* _TASKS TO COMPLETE_
(a) From the camera sensor post below, quote the passage starting with "The raw data stream" and going on through "be essentially useless.".
(b) Answer these from the camera sensor post below:
(i) What shutter speed can the writer's midrange camera reach?
(ii) How many bits of accuracy does the raw data stream need for each stop of exposure?
(iii) What does current technology place in parallel with the photodiode?
[START OF DOCUMENT]
If you do so you are increasing the exposure time... You would be doubling the minimum exposure time for each additional EV. 3EV: 8 times as long... Burst mode and short exposure would get problematic. Nearest millisecond? How do you handle exposure time of under 1/500s? (my midrange camera does 1/8000s).
At the raw image level a digital camera is far dumber than what you are wanting it to be.
(simplified) The photodiode is pre-charged with voltage from the battery. Then when a photon hits the photodiode it causes an electron to release and move into storage. Finally the accumulated voltage is measured and compared to the max voltage possible... and that is written as the photosite exposure (e.g. 50%, 128, written in binary). This very simple process allows the raw sensor data stream to be extremely fast.
What you are wanting would be exponentially slower.
The raw data stream requires 1 bit of accuracy for every stop of exposure. We already have sensors that require 14 bit processing (13+ stops of DR)... just adding two stops of exposure would require a 16 bit ADC and would cause a massive increase in file sizes; even though most of the additional data would be essentially useless.
And the variable reset/restart would have no concept of "exposure" (scene brightness) because the values have no basis of comparison... the best you could do is the level of exposure above the minimum detectable; but even that is not a fixed value (varies with exposure time). You would end up with different exposures that have no meaning... are they all exposures far into highlights, or all far into shadows?
Once you have the raw data you can then do whatever you want digitally/mathematically (after the ADC); but you still have to get to that point.
Plus, a human cannot see more than 14 stops of DR simultaneously (some estimates are as low as 10 stops), not to mention printers/displays; so what would you do with that additional exposure range? Obviously you could compress it into a usable DR like HDR does; but that is (arguably) an unnatural representation. And there is already a pretty simple process/solution to that issue should there be the need.
FWIW, the current technology is to place a second storage node (capacitor) in parallel with the photodiode. This allows the photosite to accumulate more voltage in bright light situations without reaching saturation/clipping (in high conversion gain state/at low ISOs). This secondary capacitor is then disabled when there is less light (low conversion gain state/high ISO's). The ADC knows which state the sensor is operating in, and therefore what the max exposure potential (voltage) is to compare against. This essentially accomplishes the same thing, but in a far simpler manner.
[END OF DOCUMENT]
[START OF MATERIAL]
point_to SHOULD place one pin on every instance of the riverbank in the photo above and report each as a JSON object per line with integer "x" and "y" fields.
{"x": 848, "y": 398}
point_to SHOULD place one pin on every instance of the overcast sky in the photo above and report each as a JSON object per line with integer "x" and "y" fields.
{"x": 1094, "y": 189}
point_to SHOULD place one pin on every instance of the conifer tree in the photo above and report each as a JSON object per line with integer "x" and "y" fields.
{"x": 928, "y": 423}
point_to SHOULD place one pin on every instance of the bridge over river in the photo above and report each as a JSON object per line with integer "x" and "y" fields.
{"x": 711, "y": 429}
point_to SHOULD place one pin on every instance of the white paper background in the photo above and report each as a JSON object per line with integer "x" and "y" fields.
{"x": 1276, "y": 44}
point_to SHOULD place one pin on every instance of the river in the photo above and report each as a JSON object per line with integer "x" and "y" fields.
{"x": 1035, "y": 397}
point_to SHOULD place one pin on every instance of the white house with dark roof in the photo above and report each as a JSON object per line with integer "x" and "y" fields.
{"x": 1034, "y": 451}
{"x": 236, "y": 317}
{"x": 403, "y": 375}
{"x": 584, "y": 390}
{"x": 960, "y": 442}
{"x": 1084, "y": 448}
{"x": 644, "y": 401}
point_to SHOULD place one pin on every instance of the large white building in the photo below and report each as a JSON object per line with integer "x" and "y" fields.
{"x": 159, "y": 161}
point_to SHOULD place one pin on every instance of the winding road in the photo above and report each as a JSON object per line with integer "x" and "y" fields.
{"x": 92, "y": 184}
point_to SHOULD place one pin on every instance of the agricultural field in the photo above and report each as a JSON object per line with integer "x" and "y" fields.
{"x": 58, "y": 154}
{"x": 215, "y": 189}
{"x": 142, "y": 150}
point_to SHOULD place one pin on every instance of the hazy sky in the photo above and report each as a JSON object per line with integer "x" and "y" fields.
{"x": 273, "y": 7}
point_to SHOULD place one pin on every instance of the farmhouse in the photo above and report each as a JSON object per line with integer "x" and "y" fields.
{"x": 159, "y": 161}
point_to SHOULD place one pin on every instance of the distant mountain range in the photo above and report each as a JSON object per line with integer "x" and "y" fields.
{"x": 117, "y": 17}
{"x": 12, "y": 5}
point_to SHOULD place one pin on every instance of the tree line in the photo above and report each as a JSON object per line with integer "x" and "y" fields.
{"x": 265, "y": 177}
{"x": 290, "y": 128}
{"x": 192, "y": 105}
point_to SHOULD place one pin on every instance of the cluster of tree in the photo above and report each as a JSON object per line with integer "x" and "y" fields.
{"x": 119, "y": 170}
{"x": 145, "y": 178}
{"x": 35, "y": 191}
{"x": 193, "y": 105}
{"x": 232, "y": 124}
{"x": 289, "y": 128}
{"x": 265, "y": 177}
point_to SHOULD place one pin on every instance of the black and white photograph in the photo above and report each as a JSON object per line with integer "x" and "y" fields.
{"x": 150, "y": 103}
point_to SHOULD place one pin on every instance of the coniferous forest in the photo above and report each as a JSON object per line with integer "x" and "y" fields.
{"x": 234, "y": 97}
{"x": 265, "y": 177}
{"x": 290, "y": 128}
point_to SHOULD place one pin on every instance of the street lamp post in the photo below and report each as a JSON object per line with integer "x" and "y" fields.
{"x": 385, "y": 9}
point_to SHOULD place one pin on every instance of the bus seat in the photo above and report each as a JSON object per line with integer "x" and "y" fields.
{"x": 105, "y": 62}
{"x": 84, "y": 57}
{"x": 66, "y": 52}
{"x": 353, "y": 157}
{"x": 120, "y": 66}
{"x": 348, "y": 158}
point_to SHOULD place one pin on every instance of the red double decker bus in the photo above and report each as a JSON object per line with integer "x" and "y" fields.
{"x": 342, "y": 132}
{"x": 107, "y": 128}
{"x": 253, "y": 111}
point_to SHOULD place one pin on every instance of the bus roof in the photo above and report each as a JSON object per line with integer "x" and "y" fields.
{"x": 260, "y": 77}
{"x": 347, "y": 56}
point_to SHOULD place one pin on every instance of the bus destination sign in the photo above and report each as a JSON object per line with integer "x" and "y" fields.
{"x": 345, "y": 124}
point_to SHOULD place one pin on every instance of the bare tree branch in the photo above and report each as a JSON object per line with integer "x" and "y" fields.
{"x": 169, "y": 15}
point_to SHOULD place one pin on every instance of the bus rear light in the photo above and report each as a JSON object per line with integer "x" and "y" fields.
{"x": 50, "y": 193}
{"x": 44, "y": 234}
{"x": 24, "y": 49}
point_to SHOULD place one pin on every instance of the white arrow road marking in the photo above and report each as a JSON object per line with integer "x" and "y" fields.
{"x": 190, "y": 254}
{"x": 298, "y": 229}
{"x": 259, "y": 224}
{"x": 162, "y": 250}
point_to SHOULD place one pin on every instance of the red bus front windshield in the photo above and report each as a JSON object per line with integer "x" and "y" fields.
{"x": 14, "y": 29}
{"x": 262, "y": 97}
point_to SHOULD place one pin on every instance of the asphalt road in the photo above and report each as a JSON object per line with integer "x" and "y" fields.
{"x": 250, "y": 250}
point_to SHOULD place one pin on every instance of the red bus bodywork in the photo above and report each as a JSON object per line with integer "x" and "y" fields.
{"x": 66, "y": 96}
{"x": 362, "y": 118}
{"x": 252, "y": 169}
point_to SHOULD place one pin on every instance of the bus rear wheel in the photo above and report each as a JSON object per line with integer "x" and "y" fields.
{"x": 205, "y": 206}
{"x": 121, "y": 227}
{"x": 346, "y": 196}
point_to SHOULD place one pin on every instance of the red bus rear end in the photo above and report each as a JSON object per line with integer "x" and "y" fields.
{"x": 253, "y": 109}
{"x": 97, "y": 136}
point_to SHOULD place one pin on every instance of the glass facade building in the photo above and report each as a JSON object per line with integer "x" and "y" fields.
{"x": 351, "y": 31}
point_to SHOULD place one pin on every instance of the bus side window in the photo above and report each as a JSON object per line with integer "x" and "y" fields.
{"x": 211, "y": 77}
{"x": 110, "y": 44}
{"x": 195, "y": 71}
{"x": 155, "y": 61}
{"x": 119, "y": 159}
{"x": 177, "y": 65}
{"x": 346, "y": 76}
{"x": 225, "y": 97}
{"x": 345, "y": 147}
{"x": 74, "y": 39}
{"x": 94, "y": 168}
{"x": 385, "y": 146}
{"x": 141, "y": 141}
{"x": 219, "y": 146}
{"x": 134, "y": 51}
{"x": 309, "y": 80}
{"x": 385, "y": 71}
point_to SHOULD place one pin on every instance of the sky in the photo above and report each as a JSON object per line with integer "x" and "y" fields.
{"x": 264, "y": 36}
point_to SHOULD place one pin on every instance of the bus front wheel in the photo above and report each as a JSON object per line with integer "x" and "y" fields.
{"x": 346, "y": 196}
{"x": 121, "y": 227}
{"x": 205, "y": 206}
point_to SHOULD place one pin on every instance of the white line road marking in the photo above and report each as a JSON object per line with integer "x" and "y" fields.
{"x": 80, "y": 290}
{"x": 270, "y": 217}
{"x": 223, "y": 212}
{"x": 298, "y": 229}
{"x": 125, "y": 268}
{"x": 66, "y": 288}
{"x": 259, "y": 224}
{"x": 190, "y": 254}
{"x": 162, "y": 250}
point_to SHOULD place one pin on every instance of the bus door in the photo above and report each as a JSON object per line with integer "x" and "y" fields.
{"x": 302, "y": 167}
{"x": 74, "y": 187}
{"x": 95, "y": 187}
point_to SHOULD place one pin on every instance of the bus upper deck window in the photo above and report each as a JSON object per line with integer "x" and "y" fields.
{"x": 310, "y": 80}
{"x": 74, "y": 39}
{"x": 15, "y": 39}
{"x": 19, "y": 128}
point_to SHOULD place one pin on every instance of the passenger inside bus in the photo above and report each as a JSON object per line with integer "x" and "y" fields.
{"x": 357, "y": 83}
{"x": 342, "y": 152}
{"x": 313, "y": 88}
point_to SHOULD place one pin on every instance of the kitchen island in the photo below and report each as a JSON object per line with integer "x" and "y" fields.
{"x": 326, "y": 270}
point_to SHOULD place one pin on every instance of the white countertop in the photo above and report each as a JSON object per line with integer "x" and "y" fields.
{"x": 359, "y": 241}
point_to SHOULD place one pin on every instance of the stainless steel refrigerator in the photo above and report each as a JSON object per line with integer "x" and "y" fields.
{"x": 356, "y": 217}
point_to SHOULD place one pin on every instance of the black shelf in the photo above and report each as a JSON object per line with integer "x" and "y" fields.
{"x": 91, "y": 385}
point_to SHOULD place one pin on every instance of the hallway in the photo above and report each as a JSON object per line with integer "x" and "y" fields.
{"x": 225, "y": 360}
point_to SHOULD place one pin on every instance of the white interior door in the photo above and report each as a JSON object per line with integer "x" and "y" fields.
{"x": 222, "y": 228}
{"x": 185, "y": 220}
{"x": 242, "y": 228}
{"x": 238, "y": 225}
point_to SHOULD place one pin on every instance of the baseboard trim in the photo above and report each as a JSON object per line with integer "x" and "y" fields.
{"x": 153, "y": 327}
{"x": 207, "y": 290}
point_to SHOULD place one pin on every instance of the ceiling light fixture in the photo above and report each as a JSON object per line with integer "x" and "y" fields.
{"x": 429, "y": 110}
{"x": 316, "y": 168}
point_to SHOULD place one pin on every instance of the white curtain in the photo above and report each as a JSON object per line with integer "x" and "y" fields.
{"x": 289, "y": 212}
[END OF MATERIAL]
* _RESPONSE LIST_
(a)
The raw data stream requires 1 bit of accuracy for every stop of exposure. We already have sensors that require 14 bit processing (13+ stops of DR)... just adding two stops of exposure would require a 16 bit ADC and would cause a massive increase in file sizes; even though most of the additional data would be essentially useless.

(b)
(i) 1/8000s
(ii) 1 bit
(iii) A second storage node (capacitor)